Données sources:
* * *
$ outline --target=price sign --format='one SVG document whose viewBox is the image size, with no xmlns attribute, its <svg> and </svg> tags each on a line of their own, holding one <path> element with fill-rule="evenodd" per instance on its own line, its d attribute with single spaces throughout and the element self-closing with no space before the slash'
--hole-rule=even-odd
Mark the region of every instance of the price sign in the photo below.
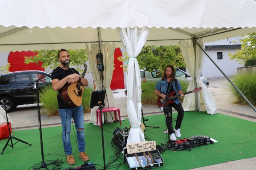
<svg viewBox="0 0 256 170">
<path fill-rule="evenodd" d="M 143 151 L 143 142 L 135 143 L 135 152 L 140 152 Z"/>
<path fill-rule="evenodd" d="M 135 153 L 135 147 L 134 143 L 128 144 L 126 145 L 127 149 L 127 153 Z"/>
<path fill-rule="evenodd" d="M 148 141 L 148 150 L 155 150 L 157 149 L 155 141 Z"/>
<path fill-rule="evenodd" d="M 155 150 L 157 149 L 155 141 L 129 144 L 126 145 L 126 147 L 127 148 L 127 153 Z"/>
<path fill-rule="evenodd" d="M 144 151 L 148 150 L 148 141 L 143 142 L 143 150 Z"/>
</svg>

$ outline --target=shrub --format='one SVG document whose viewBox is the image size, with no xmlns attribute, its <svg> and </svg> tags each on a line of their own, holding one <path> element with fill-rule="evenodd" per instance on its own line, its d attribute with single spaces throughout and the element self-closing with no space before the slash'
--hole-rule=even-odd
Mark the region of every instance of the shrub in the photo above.
<svg viewBox="0 0 256 170">
<path fill-rule="evenodd" d="M 231 80 L 244 95 L 250 102 L 254 105 L 256 105 L 256 73 L 237 74 Z M 247 102 L 230 83 L 227 83 L 230 99 L 236 104 L 247 105 Z"/>
<path fill-rule="evenodd" d="M 40 103 L 43 103 L 41 108 L 46 111 L 44 113 L 49 116 L 59 115 L 58 110 L 57 95 L 58 91 L 55 91 L 51 85 L 47 85 L 39 92 Z"/>
<path fill-rule="evenodd" d="M 253 65 L 256 65 L 256 57 L 249 59 L 247 60 L 245 64 L 244 64 L 245 67 L 253 66 Z"/>
<path fill-rule="evenodd" d="M 180 85 L 182 87 L 182 91 L 184 93 L 186 92 L 189 85 L 183 80 L 180 80 Z M 141 94 L 141 102 L 143 105 L 157 105 L 157 99 L 158 96 L 155 93 L 154 88 L 157 82 L 156 80 L 148 80 L 146 82 L 141 82 L 142 90 L 146 91 Z M 183 102 L 184 98 L 179 98 L 180 102 Z"/>
</svg>

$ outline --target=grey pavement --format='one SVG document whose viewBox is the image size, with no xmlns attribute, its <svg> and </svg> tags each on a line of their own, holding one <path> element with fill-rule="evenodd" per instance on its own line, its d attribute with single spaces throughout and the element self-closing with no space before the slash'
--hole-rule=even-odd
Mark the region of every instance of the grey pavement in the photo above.
<svg viewBox="0 0 256 170">
<path fill-rule="evenodd" d="M 230 101 L 230 95 L 225 85 L 229 83 L 227 79 L 221 78 L 209 79 L 208 80 L 209 82 L 209 89 L 215 100 L 218 113 L 256 122 L 256 113 L 250 106 L 236 105 Z M 117 107 L 120 109 L 121 117 L 125 119 L 128 119 L 126 98 L 124 94 L 125 90 L 112 91 Z M 156 106 L 143 105 L 143 109 L 145 116 L 149 115 L 163 114 L 163 112 Z M 41 113 L 44 112 L 41 109 Z M 13 111 L 9 113 L 9 115 L 13 122 L 12 126 L 13 131 L 38 128 L 38 110 L 35 104 L 19 106 L 14 109 Z M 90 113 L 84 114 L 85 122 L 90 122 Z M 47 114 L 41 113 L 41 118 L 42 128 L 61 125 L 59 116 L 49 117 Z M 193 170 L 254 170 L 256 167 L 256 157 L 254 157 Z"/>
</svg>

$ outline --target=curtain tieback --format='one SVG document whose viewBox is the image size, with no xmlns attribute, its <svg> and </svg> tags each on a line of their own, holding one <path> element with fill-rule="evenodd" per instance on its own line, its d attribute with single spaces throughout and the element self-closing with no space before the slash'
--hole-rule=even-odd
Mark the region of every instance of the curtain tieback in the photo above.
<svg viewBox="0 0 256 170">
<path fill-rule="evenodd" d="M 128 64 L 128 63 L 129 63 L 129 60 L 130 60 L 130 59 L 131 59 L 131 58 L 136 58 L 136 57 L 131 57 L 131 58 L 129 58 L 129 60 L 128 60 L 128 61 L 127 61 L 127 62 L 126 62 L 126 64 Z"/>
<path fill-rule="evenodd" d="M 132 128 L 134 128 L 134 129 L 140 129 L 140 128 L 134 128 L 134 127 L 133 127 L 132 126 L 131 127 Z"/>
</svg>

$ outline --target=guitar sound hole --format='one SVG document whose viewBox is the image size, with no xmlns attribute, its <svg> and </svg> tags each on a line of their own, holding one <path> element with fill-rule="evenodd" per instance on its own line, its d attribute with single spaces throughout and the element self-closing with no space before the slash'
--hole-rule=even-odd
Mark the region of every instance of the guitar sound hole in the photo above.
<svg viewBox="0 0 256 170">
<path fill-rule="evenodd" d="M 79 85 L 78 84 L 76 85 L 76 89 L 79 91 L 80 91 L 81 90 L 81 87 L 80 87 L 80 85 Z"/>
</svg>

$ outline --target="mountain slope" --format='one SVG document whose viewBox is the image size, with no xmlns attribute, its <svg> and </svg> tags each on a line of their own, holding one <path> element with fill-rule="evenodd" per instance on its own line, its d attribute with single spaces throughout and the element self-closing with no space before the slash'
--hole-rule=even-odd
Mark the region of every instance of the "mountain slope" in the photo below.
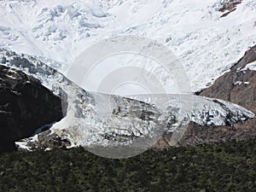
<svg viewBox="0 0 256 192">
<path fill-rule="evenodd" d="M 2 65 L 33 76 L 62 98 L 65 118 L 53 125 L 46 136 L 36 135 L 26 143 L 37 145 L 40 137 L 49 139 L 53 135 L 54 139 L 67 141 L 69 146 L 134 143 L 132 147 L 144 150 L 164 132 L 177 132 L 175 139 L 180 139 L 180 128 L 189 121 L 201 125 L 230 125 L 254 117 L 237 105 L 196 96 L 135 96 L 131 99 L 88 92 L 31 56 L 2 49 L 0 58 Z M 155 103 L 150 102 L 154 100 Z"/>
<path fill-rule="evenodd" d="M 255 1 L 242 1 L 221 18 L 226 2 L 1 1 L 0 47 L 38 56 L 65 73 L 83 50 L 100 40 L 144 36 L 181 60 L 192 90 L 198 91 L 255 44 Z"/>
</svg>

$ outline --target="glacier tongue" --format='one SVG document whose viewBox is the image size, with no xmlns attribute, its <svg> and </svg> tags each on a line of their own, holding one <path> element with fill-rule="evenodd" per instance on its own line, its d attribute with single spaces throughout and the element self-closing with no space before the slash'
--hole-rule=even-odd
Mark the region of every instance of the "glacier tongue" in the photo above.
<svg viewBox="0 0 256 192">
<path fill-rule="evenodd" d="M 113 152 L 113 148 L 116 152 L 111 157 L 134 155 L 149 148 L 164 132 L 185 129 L 189 121 L 204 125 L 230 125 L 254 118 L 253 113 L 236 104 L 192 95 L 128 98 L 88 92 L 31 56 L 1 49 L 0 57 L 5 58 L 1 65 L 34 76 L 62 97 L 65 118 L 51 127 L 50 134 L 57 134 L 73 146 L 89 148 L 100 155 L 107 155 L 106 151 Z M 120 146 L 129 153 L 122 154 Z M 102 149 L 106 148 L 108 149 Z"/>
<path fill-rule="evenodd" d="M 0 47 L 37 55 L 64 73 L 76 56 L 98 41 L 113 35 L 141 35 L 164 44 L 183 61 L 195 92 L 255 44 L 255 1 L 242 1 L 220 18 L 222 3 L 0 1 Z"/>
</svg>

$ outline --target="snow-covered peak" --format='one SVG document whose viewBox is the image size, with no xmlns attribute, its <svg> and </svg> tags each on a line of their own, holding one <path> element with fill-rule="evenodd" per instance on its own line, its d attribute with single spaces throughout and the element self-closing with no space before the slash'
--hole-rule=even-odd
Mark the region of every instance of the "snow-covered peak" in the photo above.
<svg viewBox="0 0 256 192">
<path fill-rule="evenodd" d="M 230 125 L 255 117 L 236 104 L 191 95 L 126 98 L 88 92 L 31 56 L 2 49 L 0 58 L 1 65 L 32 75 L 62 97 L 65 118 L 53 125 L 50 134 L 67 139 L 72 146 L 91 150 L 96 147 L 96 153 L 102 155 L 105 154 L 101 154 L 101 148 L 105 147 L 131 146 L 142 152 L 164 132 L 179 131 L 189 121 L 201 125 Z M 127 155 L 133 153 L 137 151 Z"/>
<path fill-rule="evenodd" d="M 242 1 L 220 18 L 222 3 L 1 1 L 0 47 L 51 61 L 49 65 L 65 73 L 90 45 L 115 35 L 141 35 L 164 44 L 180 59 L 196 91 L 255 44 L 255 1 Z"/>
</svg>

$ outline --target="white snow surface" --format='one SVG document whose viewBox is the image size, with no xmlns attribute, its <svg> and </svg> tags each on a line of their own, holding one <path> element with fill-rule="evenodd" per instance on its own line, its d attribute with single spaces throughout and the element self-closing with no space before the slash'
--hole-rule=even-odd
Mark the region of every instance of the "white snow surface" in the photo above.
<svg viewBox="0 0 256 192">
<path fill-rule="evenodd" d="M 144 36 L 172 50 L 196 91 L 210 85 L 256 43 L 256 2 L 244 0 L 223 18 L 220 3 L 0 1 L 0 48 L 35 55 L 65 74 L 80 53 L 100 40 Z"/>
<path fill-rule="evenodd" d="M 256 71 L 256 61 L 248 63 L 247 65 L 246 65 L 246 67 L 244 67 L 240 71 L 246 71 L 247 69 L 252 71 Z"/>
</svg>

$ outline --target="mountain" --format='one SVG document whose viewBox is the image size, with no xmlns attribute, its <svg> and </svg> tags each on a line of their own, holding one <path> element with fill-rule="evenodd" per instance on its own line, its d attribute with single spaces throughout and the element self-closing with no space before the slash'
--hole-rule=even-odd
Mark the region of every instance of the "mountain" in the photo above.
<svg viewBox="0 0 256 192">
<path fill-rule="evenodd" d="M 36 78 L 62 100 L 64 119 L 54 124 L 49 131 L 17 143 L 21 148 L 45 148 L 53 147 L 53 143 L 59 146 L 65 143 L 67 147 L 131 145 L 145 150 L 165 132 L 177 132 L 173 140 L 177 142 L 175 139 L 182 137 L 179 129 L 189 121 L 201 125 L 230 125 L 254 117 L 253 113 L 228 102 L 192 95 L 138 95 L 127 98 L 88 92 L 29 55 L 1 49 L 0 58 L 1 65 Z M 154 103 L 150 102 L 153 100 Z M 34 131 L 39 126 L 34 125 Z"/>
<path fill-rule="evenodd" d="M 0 153 L 62 118 L 59 96 L 37 79 L 0 65 Z"/>
<path fill-rule="evenodd" d="M 197 94 L 223 99 L 236 103 L 253 113 L 256 112 L 256 45 L 245 52 L 230 72 L 219 77 L 214 84 Z M 181 146 L 198 145 L 227 142 L 231 140 L 241 141 L 255 139 L 256 119 L 245 123 L 235 124 L 232 126 L 205 127 L 189 124 L 183 137 L 178 142 Z M 168 148 L 171 136 L 162 137 L 155 147 Z"/>
<path fill-rule="evenodd" d="M 255 9 L 254 0 L 1 1 L 0 47 L 34 55 L 66 74 L 101 40 L 143 36 L 170 49 L 196 92 L 255 44 Z"/>
</svg>

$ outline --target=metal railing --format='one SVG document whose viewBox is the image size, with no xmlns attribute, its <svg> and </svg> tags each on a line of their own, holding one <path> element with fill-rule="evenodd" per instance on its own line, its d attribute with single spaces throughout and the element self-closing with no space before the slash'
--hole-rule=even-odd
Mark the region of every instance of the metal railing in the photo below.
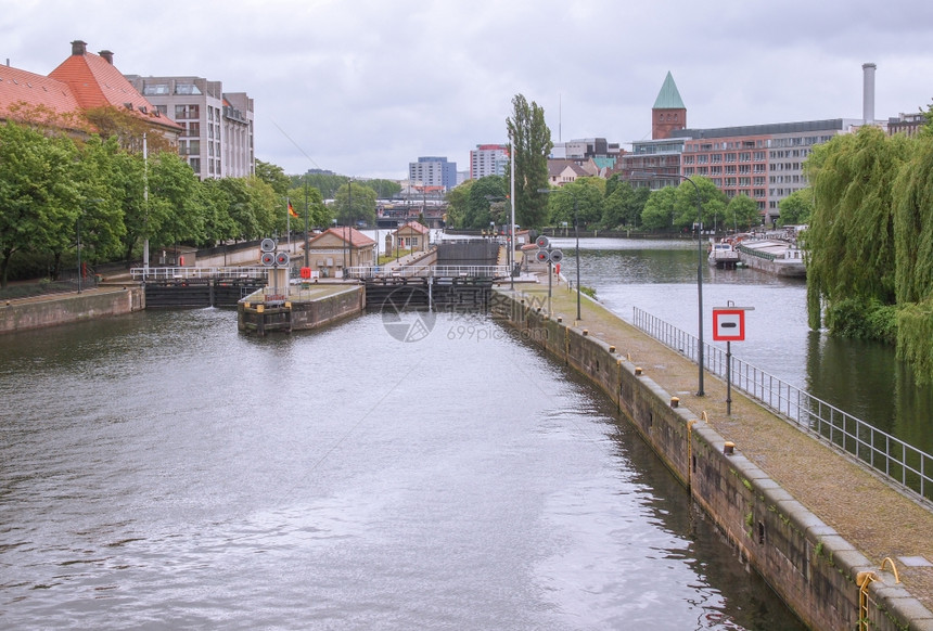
* * *
Sélectionnez et recopiez chaque ligne des données ci-dessus qui contient la chaîne « pavement », en tenant compte de la casse.

[Réponse]:
$ outline --target=grey pavement --format='one SVG document whose viewBox is the image size, with no xmlns attribute, its <svg> and </svg> tags each on a line of their own, holding one <path> element with fill-rule="evenodd" per instance on its own line, its d attribute with single spaces throughout and the element self-closing with no space before the slash'
Mark the region of every instance of the grey pavement in the photo above.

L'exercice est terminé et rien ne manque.